(Exercise description) Retype each record exactly.

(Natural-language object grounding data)
= Beginning of Section =

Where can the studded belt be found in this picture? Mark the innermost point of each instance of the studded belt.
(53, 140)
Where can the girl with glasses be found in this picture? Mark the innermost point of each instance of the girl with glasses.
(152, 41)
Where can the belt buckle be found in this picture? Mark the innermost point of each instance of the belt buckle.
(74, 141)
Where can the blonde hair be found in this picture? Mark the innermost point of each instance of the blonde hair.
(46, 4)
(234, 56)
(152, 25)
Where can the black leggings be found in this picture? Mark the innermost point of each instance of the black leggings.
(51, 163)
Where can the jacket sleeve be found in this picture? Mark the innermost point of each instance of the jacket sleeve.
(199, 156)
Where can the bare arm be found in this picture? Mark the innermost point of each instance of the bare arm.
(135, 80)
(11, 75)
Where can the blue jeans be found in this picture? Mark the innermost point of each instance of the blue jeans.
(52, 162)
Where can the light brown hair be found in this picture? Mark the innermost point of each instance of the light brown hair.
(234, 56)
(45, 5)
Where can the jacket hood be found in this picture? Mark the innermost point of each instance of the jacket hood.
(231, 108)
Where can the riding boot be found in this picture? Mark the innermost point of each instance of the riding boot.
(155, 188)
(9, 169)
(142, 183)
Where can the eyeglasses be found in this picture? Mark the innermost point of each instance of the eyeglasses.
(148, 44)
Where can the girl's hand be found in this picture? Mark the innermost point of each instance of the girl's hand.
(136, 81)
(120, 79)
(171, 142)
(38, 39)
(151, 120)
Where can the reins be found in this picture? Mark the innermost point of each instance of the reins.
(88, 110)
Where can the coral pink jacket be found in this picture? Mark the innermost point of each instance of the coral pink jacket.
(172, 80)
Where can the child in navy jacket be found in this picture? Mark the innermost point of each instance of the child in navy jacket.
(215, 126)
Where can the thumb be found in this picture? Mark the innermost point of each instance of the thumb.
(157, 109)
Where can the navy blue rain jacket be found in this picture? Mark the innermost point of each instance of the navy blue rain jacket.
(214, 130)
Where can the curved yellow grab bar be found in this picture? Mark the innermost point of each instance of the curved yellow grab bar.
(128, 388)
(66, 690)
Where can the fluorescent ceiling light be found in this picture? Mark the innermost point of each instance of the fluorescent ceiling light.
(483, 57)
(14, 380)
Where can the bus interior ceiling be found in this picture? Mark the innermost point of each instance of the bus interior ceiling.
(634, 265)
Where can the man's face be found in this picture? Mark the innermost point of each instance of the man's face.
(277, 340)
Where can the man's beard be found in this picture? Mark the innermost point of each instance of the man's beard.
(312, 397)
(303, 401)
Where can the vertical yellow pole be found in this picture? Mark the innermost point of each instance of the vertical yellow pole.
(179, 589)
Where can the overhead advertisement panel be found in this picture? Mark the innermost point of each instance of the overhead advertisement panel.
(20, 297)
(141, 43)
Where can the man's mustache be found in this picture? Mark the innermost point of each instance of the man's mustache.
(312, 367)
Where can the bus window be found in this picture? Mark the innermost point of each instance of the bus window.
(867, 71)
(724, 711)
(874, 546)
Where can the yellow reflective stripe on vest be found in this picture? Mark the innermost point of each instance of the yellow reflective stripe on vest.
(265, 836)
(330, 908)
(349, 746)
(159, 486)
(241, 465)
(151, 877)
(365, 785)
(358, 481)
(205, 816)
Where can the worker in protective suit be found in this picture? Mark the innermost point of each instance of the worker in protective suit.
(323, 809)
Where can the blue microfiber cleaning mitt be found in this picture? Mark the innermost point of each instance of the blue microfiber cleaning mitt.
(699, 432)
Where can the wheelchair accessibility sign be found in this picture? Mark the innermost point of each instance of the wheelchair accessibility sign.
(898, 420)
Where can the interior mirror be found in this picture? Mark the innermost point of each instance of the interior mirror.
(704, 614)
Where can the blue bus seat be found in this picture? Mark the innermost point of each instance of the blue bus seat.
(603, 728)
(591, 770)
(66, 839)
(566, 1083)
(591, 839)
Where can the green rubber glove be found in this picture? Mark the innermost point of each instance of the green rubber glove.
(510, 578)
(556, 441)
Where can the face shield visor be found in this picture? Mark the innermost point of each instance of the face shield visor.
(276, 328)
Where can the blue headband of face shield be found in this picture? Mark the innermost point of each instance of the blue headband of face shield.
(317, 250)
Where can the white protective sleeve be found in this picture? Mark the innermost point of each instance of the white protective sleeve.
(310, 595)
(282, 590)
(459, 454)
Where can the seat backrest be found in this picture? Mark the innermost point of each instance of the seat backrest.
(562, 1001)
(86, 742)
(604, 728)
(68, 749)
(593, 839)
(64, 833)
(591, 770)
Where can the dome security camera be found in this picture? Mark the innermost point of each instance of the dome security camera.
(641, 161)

= End of Section =

(Response to this exercise)
Where can the studded belt be found in this picture? Mark the innermost point of each instance of the studded belt.
(53, 140)
Where can the girl with glasses be found in this picture? Mark the innermost point of each instance of the girl with glasses.
(152, 41)
Where can the belt buckle be found in this picture? Mark the innermost point of each instance of the belt buckle.
(74, 141)
Where can the blonde hair be found in this picture? Mark the innermost point of each instance of the blonde hair.
(46, 4)
(234, 56)
(152, 25)
Where can the black leggings be found in this picture? Mark the innermost point of each instance of the black leggings.
(51, 163)
Where can the jacket sleeve be found in this picture? Mark the innermost point of each instance of the jacket sleeve.
(199, 156)
Where can the bare arm be found in this picture? Mark the innermost point of each instance of the bare arm.
(135, 80)
(11, 75)
Where can the blue jeans be found in this picture? Mark the innermost point of each instance of the blue jeans.
(52, 162)
Where can the light brown hair be found in this picture? Mark the innermost point of each instance of the light brown hair.
(234, 56)
(45, 5)
Where can the jacket hood be found in this picture? Mark the innermost point of each instance of the jacket hood.
(231, 108)
Where can the riding boot be found in this picture? Mark the innermost point of each instance of the riding boot.
(155, 188)
(9, 169)
(142, 183)
Where can the eyeglasses be found in this picture? Mark the innermost point of each instance of the eyeglasses.
(148, 44)
Where can the girl's hand be found in this picture? Mark the innermost point of each instance of the girl's hand.
(136, 81)
(120, 79)
(171, 142)
(38, 39)
(151, 120)
Where can the reins be found in this picture? Mark the innermost point of each instance of the reins.
(88, 110)
Where can the coral pink jacket be found in this picture? Mark the innermost point of each instance of the coral pink jacket.
(172, 80)
Where can the child in navy jacket be found in this picture? Mark the innermost point of each instance of the child in navy jacket.
(215, 126)
Where can the thumb be found in this picture? Mark the innermost point of each instance of the thumb.
(157, 109)
Where can the navy blue rain jacket be found in this picture? Mark the innermost point of each instance of the navy blue rain jacket.
(214, 130)
Where can the curved yellow grab bar be found in this picture? Mark the innermost point of each instance of the curved yellow grab bar.
(128, 388)
(66, 690)
Where can the fluorescent ceiling light be found in this picture? Mark the innermost point of each instance of the fluorescent ceiling light.
(483, 57)
(14, 380)
Where can the bus interior ceiling be found in this picture? Mark the innermost point of each instance of the bus interior ceiling.
(634, 265)
Where can the man's face be found in this picture? Mark the innermost point of each instance of the man's face.
(277, 340)
Where can the man's beard be found in this picture? Mark the innermost point of each instance of the man's beard.
(312, 397)
(303, 401)
Where can the vertical yellow pole be found in this picture? Mark the innermost point of each instance of the vertical yellow pole.
(179, 589)
Where can the overhead advertisement panel be found in this picture? Mark the innermost point of each instance of the overhead advertisement panel.
(20, 297)
(141, 43)
Where can the man's mustache be found in this picture? Mark the innermost point of each instance of the man's mustache.
(312, 367)
Where can the bus window be found in this picture? Mark the innermost point of each instance of the bus window.
(867, 71)
(724, 711)
(874, 546)
Where can the yellow reflective stripe on vest be found in this picture? Mark the innermost point of each instance of the yellow reflective stripe on vest.
(265, 836)
(330, 908)
(349, 746)
(159, 486)
(241, 465)
(151, 877)
(365, 785)
(358, 481)
(205, 816)
Where can the worker in protective suit be found in this picture? Mark the innermost point of each instance of the worker in protective suit.
(323, 809)
Where can the blue microfiber cleaning mitt be found in this picture? Mark the innermost point of each instance of the blue microfiber cleaning mitt.
(699, 432)
Where can the wheelchair accessibility sign be found in this picture? Mark the innermost point of each instance of the wheelchair accessibility sign.
(898, 420)
Where can the interior mirror be found in this picture? Mark the innermost point of each instance of the interior mirror.
(704, 614)
Where can the blue bus seat be found in this picture? Mark the innermost point of each instance of the blue bus seat.
(603, 728)
(591, 770)
(66, 839)
(566, 1083)
(591, 839)
Where can the green rubber glove be found in this picture? Mark the innermost point of each instance of the green rubber glove.
(510, 578)
(556, 441)
Where can the face shield visor be found in this picture? Mark the innermost point of each instance of the face shield visor.
(276, 328)
Where can the blue headband of face shield be found in this picture? Mark the innermost point of each instance of the blue headband of face shield.
(317, 250)
Where can the white protective sleeve be found in this picture? Mark the innermost point of each instance of the white protective sleeve.
(310, 595)
(282, 590)
(459, 454)
Where can the seat backrest be found in this picture? Mark the innermost point of each instance of the seat backrest.
(562, 1001)
(86, 742)
(604, 728)
(68, 749)
(593, 839)
(64, 833)
(591, 770)
Where can the dome security camera be found in this picture? Mark the innermost point of each instance of the dome security camera.
(641, 161)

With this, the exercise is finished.